- **Problem to work on**
Return, word for word, every line that follows.
%%
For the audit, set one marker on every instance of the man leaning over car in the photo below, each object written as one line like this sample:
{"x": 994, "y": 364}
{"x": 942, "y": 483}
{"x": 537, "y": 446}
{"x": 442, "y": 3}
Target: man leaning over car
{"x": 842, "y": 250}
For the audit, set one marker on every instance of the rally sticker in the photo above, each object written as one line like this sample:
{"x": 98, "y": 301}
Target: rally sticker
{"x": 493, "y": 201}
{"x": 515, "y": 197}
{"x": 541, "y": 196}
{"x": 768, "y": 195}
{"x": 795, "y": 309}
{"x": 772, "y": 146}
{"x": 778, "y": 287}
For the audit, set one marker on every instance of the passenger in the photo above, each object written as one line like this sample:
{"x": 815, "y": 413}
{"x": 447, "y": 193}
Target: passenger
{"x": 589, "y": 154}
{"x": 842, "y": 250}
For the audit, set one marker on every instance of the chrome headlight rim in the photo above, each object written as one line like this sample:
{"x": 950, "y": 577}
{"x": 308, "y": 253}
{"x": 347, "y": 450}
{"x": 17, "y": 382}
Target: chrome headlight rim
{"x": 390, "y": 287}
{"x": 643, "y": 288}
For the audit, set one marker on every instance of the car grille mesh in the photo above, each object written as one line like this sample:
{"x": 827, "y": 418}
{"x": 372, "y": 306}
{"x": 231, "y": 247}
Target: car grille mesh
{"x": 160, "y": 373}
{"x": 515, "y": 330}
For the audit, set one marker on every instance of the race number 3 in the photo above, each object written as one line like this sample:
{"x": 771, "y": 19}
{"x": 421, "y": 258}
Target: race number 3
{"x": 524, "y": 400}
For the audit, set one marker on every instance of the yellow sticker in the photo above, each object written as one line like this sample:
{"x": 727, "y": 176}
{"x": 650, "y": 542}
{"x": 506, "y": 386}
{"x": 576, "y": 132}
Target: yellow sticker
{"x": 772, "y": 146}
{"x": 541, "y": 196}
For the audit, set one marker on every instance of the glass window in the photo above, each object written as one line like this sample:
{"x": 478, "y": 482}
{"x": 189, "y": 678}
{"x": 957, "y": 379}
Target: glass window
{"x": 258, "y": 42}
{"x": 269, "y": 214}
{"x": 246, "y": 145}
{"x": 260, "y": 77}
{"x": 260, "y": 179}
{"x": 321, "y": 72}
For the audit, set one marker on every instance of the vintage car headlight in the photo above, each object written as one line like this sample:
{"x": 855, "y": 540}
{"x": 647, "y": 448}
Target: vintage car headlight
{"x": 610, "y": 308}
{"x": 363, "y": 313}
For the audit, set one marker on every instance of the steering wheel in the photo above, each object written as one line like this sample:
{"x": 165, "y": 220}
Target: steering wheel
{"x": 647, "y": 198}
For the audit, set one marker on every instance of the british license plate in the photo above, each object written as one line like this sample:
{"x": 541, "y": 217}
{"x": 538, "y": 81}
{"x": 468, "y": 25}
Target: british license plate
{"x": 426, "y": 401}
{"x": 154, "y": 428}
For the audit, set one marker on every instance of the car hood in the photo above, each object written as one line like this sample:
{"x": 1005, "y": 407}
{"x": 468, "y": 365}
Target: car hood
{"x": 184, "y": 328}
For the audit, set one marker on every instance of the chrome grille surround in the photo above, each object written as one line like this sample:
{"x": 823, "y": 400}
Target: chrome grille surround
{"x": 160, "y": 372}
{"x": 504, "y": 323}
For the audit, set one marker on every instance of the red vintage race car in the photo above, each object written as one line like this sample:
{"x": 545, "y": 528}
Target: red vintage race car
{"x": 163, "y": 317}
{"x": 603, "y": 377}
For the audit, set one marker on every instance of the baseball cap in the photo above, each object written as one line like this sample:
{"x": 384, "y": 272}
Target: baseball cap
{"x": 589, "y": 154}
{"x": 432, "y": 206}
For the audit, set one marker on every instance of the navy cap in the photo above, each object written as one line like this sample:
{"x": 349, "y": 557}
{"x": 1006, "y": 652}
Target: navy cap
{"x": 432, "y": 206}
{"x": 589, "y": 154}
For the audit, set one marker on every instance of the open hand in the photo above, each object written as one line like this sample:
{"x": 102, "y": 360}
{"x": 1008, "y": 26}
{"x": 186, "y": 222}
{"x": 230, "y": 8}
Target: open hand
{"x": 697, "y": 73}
%%
- **Written response**
For the audit, set one marker on every instance of the man leaning over car in the photo below, each object written as one line like this sample:
{"x": 994, "y": 364}
{"x": 942, "y": 483}
{"x": 537, "y": 446}
{"x": 442, "y": 3}
Target: man leaning over car
{"x": 842, "y": 250}
For the audit, set one marker on every instance of the rally sticker in the photo above, each object written as one line like this sample:
{"x": 98, "y": 301}
Target: rally sticker
{"x": 493, "y": 201}
{"x": 515, "y": 197}
{"x": 541, "y": 196}
{"x": 768, "y": 195}
{"x": 795, "y": 309}
{"x": 772, "y": 146}
{"x": 778, "y": 287}
For the audit, set one marker on every instance of the passenger in the photo above, each object written as one line like this sample:
{"x": 815, "y": 413}
{"x": 447, "y": 193}
Target: passenger
{"x": 589, "y": 154}
{"x": 842, "y": 250}
For the audit, set one marker on every instance of the chrome headlight rim in the photo above, each object written as one line like this sample:
{"x": 950, "y": 577}
{"x": 308, "y": 253}
{"x": 347, "y": 450}
{"x": 17, "y": 382}
Target: chrome headlight rim
{"x": 390, "y": 287}
{"x": 643, "y": 288}
For the audit, set one marker on every instance of the car grille mesh in the photo above, each object written as one line like this sample:
{"x": 827, "y": 418}
{"x": 372, "y": 306}
{"x": 231, "y": 247}
Target: car grille mesh
{"x": 160, "y": 373}
{"x": 515, "y": 330}
For the audit, set one marker on every instance of the race number 3 in the photo above, each object written as one line like this sample:
{"x": 771, "y": 19}
{"x": 421, "y": 258}
Target: race number 3
{"x": 524, "y": 400}
For the audit, set one marker on every instance of the yellow sticker in the photo above, each object written as one line like this sample:
{"x": 727, "y": 176}
{"x": 650, "y": 542}
{"x": 506, "y": 386}
{"x": 576, "y": 132}
Target: yellow sticker
{"x": 772, "y": 146}
{"x": 541, "y": 196}
For the audit, set one marker on every instance of the glass window in the photo above, each object written as one line like this sample:
{"x": 478, "y": 482}
{"x": 189, "y": 678}
{"x": 957, "y": 379}
Target: glass window
{"x": 258, "y": 42}
{"x": 269, "y": 214}
{"x": 246, "y": 145}
{"x": 260, "y": 77}
{"x": 260, "y": 179}
{"x": 321, "y": 72}
For the audit, set one marker on every instance of the vintage car headlight in the photo above, each object written as one line like this sample:
{"x": 855, "y": 540}
{"x": 647, "y": 448}
Target: vintage car headlight
{"x": 610, "y": 308}
{"x": 363, "y": 313}
For the audit, set one marker on every instance of the steering wheel in the photo above, each object written as one line like this sample:
{"x": 165, "y": 220}
Target: steering wheel
{"x": 647, "y": 198}
For the audit, set one marker on every instance of the british license plate in the photo above, each object written as one line like this sample:
{"x": 541, "y": 217}
{"x": 538, "y": 81}
{"x": 468, "y": 25}
Target: british license plate
{"x": 426, "y": 401}
{"x": 154, "y": 428}
For the audit, set one marker on every instance of the car hood in the photo above, each object written as one line like this sample:
{"x": 1005, "y": 407}
{"x": 468, "y": 365}
Target: car hood
{"x": 184, "y": 328}
For the audit, set one marker on every instance of the chrome grille surround in the photo above, each object written as one line like this sample:
{"x": 823, "y": 400}
Target: chrome grille surround
{"x": 160, "y": 372}
{"x": 504, "y": 323}
For the audit, set one marker on every instance of the red vintage race car in the photo above, each object written as one line like this sample:
{"x": 545, "y": 528}
Target: red vintage race car
{"x": 163, "y": 317}
{"x": 603, "y": 377}
For the audit, set one marker on every instance of the baseball cap in the photo above, each object written as one line like this sample:
{"x": 384, "y": 272}
Target: baseball cap
{"x": 589, "y": 154}
{"x": 432, "y": 206}
For the audit, set one marker on every instance of the navy cap in the photo above, each object written as one line like this sample:
{"x": 349, "y": 557}
{"x": 1006, "y": 652}
Target: navy cap
{"x": 432, "y": 206}
{"x": 589, "y": 154}
For the audit, set one marker on every instance of the open hand in the photo above, each object written as one line like this sample:
{"x": 102, "y": 360}
{"x": 1008, "y": 26}
{"x": 186, "y": 222}
{"x": 230, "y": 8}
Target: open hand
{"x": 697, "y": 73}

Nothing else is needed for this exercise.